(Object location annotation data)
+ + +

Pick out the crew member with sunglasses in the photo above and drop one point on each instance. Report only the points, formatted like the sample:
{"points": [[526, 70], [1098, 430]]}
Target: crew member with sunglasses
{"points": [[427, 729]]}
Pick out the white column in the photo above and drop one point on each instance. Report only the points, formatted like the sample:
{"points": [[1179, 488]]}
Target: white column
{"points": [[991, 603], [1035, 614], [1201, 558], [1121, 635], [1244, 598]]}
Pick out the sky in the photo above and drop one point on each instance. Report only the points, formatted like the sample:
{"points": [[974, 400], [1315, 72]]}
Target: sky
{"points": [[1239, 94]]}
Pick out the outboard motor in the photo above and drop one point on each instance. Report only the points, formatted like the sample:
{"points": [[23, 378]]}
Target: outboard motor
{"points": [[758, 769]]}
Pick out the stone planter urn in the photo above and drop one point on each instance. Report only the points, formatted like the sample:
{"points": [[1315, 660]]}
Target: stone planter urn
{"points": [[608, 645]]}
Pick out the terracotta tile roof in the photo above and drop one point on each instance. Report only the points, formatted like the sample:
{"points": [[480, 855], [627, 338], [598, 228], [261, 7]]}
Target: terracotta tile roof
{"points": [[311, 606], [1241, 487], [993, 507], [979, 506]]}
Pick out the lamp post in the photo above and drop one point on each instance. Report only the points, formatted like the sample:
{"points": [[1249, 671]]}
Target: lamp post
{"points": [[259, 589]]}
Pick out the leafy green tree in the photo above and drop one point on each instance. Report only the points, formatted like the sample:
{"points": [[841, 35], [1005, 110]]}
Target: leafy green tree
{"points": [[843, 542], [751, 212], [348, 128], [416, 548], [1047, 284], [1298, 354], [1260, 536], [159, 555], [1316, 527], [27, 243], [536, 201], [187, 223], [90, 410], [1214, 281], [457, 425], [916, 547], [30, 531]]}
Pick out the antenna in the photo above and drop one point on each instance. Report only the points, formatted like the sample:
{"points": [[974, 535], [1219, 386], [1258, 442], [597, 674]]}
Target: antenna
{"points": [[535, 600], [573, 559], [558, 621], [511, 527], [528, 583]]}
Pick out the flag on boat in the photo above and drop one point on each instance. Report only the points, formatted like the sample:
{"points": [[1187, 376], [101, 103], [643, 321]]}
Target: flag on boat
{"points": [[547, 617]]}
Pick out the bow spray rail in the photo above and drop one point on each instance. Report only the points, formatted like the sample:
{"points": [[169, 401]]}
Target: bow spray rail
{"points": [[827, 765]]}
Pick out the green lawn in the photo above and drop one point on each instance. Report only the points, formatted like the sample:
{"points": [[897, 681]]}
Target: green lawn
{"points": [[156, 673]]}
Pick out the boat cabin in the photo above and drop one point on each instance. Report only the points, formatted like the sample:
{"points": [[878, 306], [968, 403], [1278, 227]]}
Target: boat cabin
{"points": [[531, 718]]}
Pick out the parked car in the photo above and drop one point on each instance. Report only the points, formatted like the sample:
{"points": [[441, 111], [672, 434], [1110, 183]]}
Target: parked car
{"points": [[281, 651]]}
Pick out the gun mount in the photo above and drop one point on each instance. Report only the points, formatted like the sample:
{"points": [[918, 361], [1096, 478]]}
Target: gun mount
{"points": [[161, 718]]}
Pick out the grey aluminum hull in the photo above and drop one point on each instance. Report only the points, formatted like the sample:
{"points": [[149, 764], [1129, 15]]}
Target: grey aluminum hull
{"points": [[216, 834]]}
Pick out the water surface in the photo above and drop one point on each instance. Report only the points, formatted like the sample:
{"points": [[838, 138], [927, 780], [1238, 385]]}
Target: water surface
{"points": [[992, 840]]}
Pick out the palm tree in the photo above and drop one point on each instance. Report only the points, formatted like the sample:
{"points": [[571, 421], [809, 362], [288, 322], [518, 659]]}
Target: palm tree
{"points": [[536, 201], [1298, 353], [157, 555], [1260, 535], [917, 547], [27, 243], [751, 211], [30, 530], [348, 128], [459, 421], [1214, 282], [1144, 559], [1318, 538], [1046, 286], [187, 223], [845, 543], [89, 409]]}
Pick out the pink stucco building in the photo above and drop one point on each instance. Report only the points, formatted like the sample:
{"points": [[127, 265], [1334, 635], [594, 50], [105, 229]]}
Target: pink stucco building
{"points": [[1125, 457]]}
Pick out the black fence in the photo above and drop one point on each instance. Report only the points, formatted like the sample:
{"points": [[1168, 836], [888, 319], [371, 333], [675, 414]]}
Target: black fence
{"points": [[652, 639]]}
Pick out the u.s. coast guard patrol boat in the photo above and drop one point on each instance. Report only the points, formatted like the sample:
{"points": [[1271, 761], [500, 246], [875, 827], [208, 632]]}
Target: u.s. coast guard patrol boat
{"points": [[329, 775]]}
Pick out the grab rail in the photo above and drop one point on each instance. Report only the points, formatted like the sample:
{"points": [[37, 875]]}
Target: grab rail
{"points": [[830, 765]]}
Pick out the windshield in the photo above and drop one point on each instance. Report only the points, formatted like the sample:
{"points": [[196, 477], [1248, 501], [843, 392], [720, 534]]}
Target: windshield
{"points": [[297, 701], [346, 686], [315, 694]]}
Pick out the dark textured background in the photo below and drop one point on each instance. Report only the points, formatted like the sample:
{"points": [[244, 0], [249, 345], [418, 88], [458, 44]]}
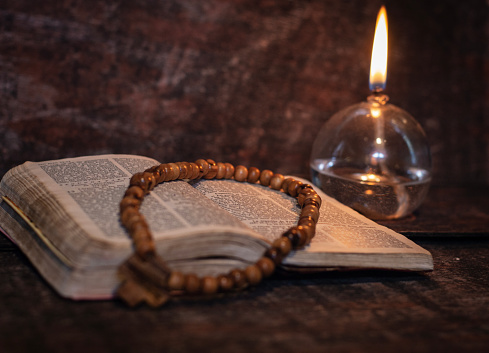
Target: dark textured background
{"points": [[241, 81]]}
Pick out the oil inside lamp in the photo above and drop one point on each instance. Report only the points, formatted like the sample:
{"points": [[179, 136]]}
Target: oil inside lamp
{"points": [[373, 156]]}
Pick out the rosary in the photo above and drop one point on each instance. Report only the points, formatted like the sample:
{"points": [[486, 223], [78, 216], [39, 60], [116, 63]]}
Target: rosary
{"points": [[145, 275]]}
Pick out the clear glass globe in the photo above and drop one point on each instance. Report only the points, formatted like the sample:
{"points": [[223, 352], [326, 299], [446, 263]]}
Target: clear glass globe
{"points": [[373, 157]]}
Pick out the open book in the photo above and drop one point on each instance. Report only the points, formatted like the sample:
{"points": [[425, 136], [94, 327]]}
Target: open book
{"points": [[64, 215]]}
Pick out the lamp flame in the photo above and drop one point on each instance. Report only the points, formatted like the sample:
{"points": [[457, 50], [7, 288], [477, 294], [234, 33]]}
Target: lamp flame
{"points": [[378, 64]]}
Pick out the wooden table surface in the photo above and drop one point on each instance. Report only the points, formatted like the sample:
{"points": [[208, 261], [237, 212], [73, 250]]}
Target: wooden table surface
{"points": [[446, 310]]}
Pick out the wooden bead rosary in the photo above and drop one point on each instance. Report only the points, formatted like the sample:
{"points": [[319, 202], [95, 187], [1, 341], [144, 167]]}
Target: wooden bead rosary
{"points": [[145, 276]]}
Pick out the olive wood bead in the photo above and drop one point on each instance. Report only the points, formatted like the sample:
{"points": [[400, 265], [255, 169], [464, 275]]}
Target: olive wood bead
{"points": [[195, 171], [265, 177], [155, 171], [166, 172], [285, 184], [240, 173], [296, 237], [253, 175], [204, 165], [176, 281], [266, 266], [221, 170], [310, 210], [182, 166], [146, 181], [276, 181], [174, 171], [209, 285], [253, 275], [192, 284], [229, 171]]}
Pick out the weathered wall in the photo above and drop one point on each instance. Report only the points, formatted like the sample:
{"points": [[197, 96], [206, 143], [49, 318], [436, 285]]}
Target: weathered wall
{"points": [[241, 81]]}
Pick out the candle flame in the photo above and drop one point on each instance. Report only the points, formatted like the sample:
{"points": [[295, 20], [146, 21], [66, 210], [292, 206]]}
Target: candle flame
{"points": [[378, 64]]}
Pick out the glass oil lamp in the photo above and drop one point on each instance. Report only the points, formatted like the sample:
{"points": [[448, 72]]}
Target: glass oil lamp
{"points": [[373, 156]]}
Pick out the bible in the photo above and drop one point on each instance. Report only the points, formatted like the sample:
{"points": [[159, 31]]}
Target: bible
{"points": [[64, 215]]}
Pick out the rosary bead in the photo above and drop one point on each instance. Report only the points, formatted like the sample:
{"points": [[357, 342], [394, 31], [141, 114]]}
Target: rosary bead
{"points": [[166, 172], [143, 241], [203, 165], [134, 192], [285, 184], [221, 170], [145, 181], [192, 284], [161, 174], [311, 210], [182, 166], [225, 283], [209, 285], [300, 199], [155, 171], [265, 177], [283, 245], [176, 281], [211, 174], [276, 181], [195, 171], [174, 171], [253, 175], [253, 275], [238, 277], [266, 266], [229, 171], [240, 173], [314, 197], [293, 188]]}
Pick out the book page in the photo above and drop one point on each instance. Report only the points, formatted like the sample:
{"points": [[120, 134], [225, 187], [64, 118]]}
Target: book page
{"points": [[97, 184], [340, 229]]}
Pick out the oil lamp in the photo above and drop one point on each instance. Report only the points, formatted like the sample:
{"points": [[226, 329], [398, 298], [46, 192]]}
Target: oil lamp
{"points": [[373, 156]]}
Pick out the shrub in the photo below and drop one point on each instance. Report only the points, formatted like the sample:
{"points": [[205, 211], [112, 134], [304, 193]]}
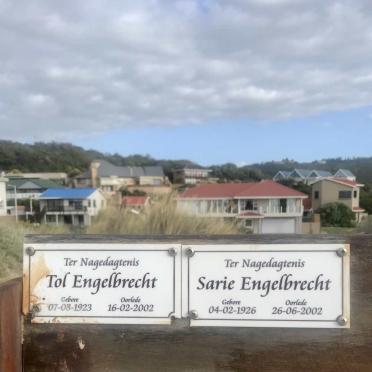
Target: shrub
{"points": [[160, 218], [336, 214], [11, 243]]}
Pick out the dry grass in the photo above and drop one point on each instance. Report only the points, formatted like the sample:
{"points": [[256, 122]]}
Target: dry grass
{"points": [[11, 242], [160, 218]]}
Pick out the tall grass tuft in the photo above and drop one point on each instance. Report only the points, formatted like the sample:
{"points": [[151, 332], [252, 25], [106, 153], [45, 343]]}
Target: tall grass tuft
{"points": [[11, 243], [162, 217]]}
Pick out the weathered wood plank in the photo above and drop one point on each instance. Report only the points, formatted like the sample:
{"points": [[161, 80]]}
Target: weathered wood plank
{"points": [[10, 326], [56, 347]]}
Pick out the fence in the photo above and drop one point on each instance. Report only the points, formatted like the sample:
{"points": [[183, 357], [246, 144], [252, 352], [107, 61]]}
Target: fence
{"points": [[97, 348], [10, 326]]}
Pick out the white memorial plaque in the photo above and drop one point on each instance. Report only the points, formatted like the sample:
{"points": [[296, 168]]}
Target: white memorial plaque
{"points": [[102, 283], [267, 285]]}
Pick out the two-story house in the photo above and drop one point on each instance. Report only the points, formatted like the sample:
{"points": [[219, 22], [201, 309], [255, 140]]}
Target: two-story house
{"points": [[71, 206], [263, 207], [337, 190], [28, 188], [111, 178], [190, 176]]}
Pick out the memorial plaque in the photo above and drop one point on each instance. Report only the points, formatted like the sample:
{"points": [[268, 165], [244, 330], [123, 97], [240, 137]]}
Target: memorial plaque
{"points": [[102, 283], [267, 285]]}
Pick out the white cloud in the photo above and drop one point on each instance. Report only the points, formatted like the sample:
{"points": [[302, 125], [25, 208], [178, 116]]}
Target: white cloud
{"points": [[70, 67]]}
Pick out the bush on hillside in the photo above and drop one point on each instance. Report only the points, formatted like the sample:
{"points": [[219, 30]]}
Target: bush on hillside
{"points": [[336, 214], [160, 218]]}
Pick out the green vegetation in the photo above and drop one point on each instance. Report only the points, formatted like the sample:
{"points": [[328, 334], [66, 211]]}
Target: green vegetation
{"points": [[11, 242], [365, 200], [337, 215], [161, 218]]}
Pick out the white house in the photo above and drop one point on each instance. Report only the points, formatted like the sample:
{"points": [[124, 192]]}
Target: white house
{"points": [[71, 206], [264, 207]]}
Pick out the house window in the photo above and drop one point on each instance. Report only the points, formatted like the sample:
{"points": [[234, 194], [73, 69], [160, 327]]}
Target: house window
{"points": [[248, 223], [344, 194]]}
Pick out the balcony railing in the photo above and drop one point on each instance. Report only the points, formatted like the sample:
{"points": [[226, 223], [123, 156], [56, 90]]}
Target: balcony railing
{"points": [[66, 209]]}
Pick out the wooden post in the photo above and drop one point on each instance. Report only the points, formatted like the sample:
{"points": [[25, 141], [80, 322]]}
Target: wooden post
{"points": [[10, 326]]}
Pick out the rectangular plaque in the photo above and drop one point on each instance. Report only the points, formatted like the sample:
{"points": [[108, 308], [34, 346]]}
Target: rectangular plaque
{"points": [[267, 285], [102, 283]]}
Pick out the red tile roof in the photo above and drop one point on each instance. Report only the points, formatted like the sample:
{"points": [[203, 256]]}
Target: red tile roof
{"points": [[132, 201], [266, 188]]}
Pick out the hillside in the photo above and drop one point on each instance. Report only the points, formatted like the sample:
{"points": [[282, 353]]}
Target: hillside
{"points": [[65, 157]]}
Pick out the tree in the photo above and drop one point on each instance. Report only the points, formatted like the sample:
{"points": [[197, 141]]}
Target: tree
{"points": [[336, 214]]}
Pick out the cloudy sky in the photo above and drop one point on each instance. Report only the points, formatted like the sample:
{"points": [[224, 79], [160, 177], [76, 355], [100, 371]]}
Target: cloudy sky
{"points": [[208, 80]]}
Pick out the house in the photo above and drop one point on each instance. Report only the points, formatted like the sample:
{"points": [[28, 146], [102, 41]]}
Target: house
{"points": [[190, 176], [3, 203], [28, 188], [135, 202], [337, 190], [71, 206], [111, 178], [263, 207], [345, 173]]}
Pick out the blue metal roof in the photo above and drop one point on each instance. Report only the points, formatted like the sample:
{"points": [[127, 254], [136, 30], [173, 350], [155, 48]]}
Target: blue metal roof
{"points": [[66, 193]]}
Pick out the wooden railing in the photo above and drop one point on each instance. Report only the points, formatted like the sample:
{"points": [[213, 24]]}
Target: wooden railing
{"points": [[10, 326]]}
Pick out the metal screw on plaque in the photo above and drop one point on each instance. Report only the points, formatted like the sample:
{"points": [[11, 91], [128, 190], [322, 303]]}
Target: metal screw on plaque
{"points": [[341, 252], [172, 252], [30, 251], [189, 252], [34, 310], [341, 320], [193, 314]]}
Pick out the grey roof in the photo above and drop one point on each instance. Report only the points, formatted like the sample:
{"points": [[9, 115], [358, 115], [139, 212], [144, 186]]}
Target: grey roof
{"points": [[302, 172], [31, 183], [345, 172], [107, 169], [321, 173], [284, 174]]}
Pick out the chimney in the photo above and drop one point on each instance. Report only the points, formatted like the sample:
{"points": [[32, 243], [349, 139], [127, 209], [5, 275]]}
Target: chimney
{"points": [[94, 165]]}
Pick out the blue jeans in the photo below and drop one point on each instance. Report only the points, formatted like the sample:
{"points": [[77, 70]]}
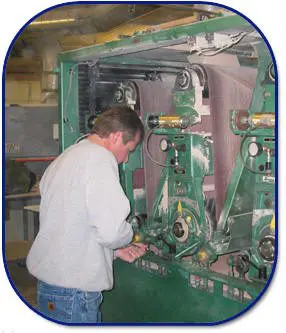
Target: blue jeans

+ + +

What the exercise asks
Starting at the line that contains "Pick out the grey roof" and ending at the last line of the rows, can you write those lines out again, adding 53 to every coordinate in the answer points while keeping all other text and numbers unchanged and leaving the picture out?

Solution for this exercise
Pick out the grey roof in the photo above and drop one point on each instance. Report only the points, formatted like the sample:
{"points": [[9, 115], [358, 115], [139, 212], [144, 186]]}
Target: grey roof
{"points": [[355, 225], [84, 236], [398, 225], [160, 222], [374, 226], [337, 227]]}
Pick out the chimney in the photo above and drop one point on each instance. Report only the points, formatted like the sample:
{"points": [[32, 243], [349, 139], [127, 209], [5, 275]]}
Target: chimney
{"points": [[147, 218]]}
Pick out the blue jeans in the photo below and drop one point on each instance. Report only the points, formatted like the sample:
{"points": [[77, 70]]}
Target: blue jeans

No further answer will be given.